▸ RINCIAN TUGAS:
Lanjutkan artikel di bawah tentang Pemilihan Gubernur Jawa Tengah 2024 mulai setelah kalimat terakhir yang ditampilkan.

▸ POTONGAN TEKS:
Ahmad Luthfi (kiri) dan Taj Yasin Maimoen saat pendaftaran peserta Pilgub Jateng 2024.
Nasional

Pakar UNS: Kemenangan Luthfi Bukan Sekadar Faktor Jokowi

  • Sunny mengakui pengaruh Jokowi dapat memberikan “dorongan awal.” Namun faktor-faktor seperti kredibilitas kandidat, isu lokal, strategi kampanye, dan kebutuhan masyarakat setempat dinilai jauh lebih berperan dalam menentukan hasil akhir. 

Nasional

Distika Safara Setianda

JAKARTA – Pilkada Serentak 2024 telah dilaksanakan pada Rabu, 27 November 2024. Dalam pemilihan gubernur Jawa Tengah 2024, terdapat dua pasangan calon yang bertarung, yaitu Andika Perkasa-Hendrar Prihadi dan Ahmad Luthfi-Taj Yasin Maimoen.

Diketahui, Andika dan Hendrar mendapat dukungan dari PDIP untuk mencalonkan diri dalam Pemilihan Gubernur Jawa Tengah 2024. PDIP sendiri menguasai Jawa Tengah sejak Pemilu 1998 hingga Pemilu 2024. Pada Pemilu 2024, PDIP memperoleh 5.270.261 suara dan menguasai 33 kursi di DPRD Jateng.

▸ DATA YANG DISEDIAKAN:
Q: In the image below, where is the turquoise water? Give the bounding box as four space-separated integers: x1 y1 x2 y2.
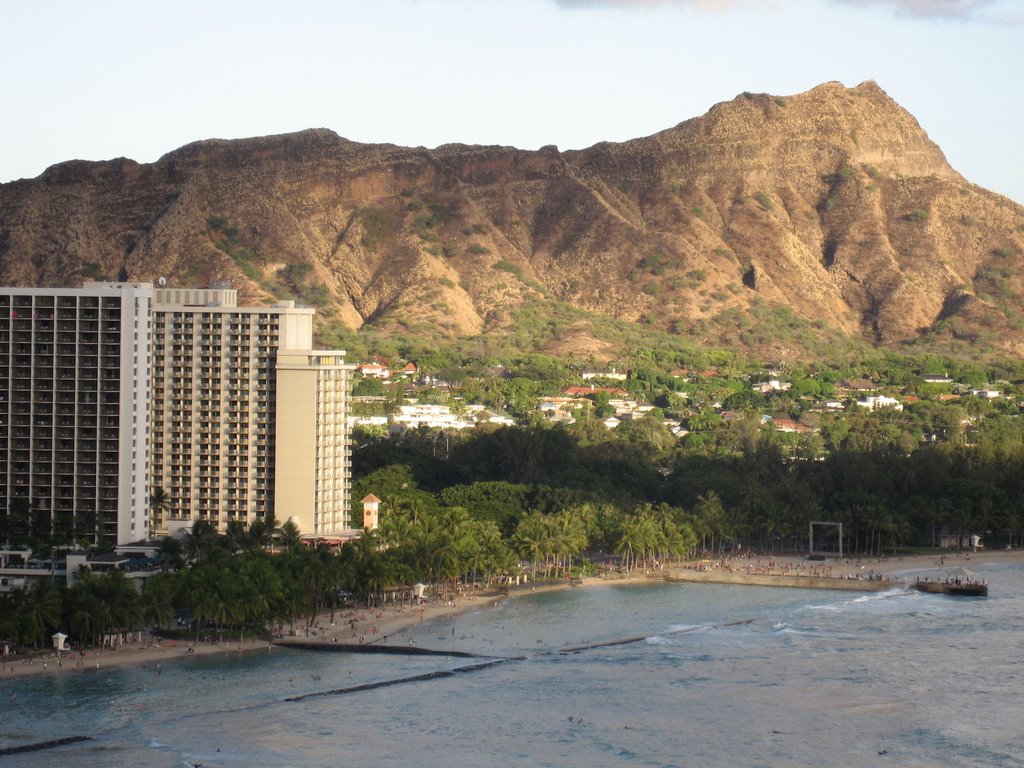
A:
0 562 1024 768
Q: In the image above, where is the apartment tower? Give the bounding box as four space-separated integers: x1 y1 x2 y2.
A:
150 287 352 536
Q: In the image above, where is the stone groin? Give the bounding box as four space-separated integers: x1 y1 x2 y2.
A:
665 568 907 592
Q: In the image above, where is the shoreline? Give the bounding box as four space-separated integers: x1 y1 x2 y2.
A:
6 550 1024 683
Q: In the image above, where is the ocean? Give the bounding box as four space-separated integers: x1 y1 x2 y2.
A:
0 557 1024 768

* * *

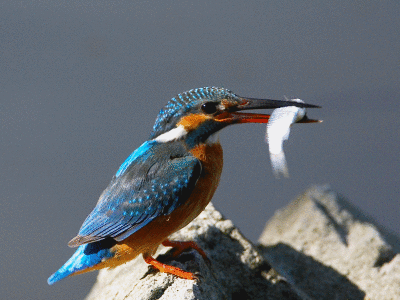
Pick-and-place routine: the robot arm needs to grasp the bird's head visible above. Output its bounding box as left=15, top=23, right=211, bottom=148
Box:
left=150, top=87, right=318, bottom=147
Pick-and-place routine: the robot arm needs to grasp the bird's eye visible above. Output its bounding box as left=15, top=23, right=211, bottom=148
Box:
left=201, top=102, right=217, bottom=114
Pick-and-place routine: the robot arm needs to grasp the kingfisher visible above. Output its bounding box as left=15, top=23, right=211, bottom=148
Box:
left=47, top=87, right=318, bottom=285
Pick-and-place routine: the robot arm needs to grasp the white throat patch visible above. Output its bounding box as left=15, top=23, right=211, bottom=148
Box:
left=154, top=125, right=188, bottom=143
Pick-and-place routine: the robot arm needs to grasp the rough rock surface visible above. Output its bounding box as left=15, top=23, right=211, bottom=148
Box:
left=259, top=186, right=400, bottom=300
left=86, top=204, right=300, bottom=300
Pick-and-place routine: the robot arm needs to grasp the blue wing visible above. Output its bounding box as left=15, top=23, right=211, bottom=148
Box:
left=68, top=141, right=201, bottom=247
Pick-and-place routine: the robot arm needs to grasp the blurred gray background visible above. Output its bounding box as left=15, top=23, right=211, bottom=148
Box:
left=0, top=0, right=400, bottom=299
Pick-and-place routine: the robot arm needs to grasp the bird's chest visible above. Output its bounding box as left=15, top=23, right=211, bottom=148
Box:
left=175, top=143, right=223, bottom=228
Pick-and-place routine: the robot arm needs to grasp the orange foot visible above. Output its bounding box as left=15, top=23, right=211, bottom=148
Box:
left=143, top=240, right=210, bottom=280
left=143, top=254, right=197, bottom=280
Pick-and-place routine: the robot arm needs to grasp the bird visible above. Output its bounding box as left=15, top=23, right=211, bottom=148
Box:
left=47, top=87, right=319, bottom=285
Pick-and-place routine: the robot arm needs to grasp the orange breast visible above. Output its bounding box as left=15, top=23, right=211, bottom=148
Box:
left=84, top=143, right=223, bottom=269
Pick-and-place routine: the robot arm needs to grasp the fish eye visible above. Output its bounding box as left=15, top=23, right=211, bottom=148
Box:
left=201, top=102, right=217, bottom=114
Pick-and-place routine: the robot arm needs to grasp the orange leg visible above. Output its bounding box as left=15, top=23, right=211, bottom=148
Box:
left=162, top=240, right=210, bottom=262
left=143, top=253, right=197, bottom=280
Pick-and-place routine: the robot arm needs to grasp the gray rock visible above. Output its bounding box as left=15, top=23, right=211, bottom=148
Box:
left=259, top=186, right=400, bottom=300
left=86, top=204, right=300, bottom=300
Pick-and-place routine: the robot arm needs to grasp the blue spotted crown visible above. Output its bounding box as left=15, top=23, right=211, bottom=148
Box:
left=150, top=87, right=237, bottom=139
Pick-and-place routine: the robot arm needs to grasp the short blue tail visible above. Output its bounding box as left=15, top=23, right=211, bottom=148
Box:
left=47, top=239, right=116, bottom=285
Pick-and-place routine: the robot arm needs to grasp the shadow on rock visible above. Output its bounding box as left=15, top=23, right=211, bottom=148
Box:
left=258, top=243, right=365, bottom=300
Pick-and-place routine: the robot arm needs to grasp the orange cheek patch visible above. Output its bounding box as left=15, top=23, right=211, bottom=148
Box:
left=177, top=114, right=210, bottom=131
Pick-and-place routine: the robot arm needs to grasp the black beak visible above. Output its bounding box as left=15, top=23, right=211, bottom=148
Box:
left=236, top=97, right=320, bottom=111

▸ JAWABAN TERTULIS:
Di sisi lain, Luthfi dan Yasin didukung oleh koalisi besar yang terdiri dari sembilan partai politik dalam Koalisi Indonesia Maju (KIM) Plus. Partai-partai tersebut meliputi Nasdem, PKS, PAN, PKB, Golkar, Gerindra, PPP, Demokrat, dan PSI. Gabungan suara partai pengusung ini mencapai 13.772.832 suara dalam Pemilu 2024, dengan total 87 kursi di DPRD Jateng.

Menariknya, pasangan Ahmad Luthfi-Taj Yasin Maimoen ini juga mendapat endorsement (pengaruh dukungan) dari mantan Presiden Joko Widodo dan Presiden Prabowo Subianto.

Hasil hitung cepat atau quick count yang dilakukan oleh Lembaga Survei Indonesia (LSI) menunjukkan pasangan Ahmad Luthfi-Taj Yasin Maimoen unggul dibanding pasangan Andika Perkasa-Hendrar Prihadi. Yang artinya, PDIP Perjuangan (PDIP) kalah dalam hasil quick count Pilkada 2024.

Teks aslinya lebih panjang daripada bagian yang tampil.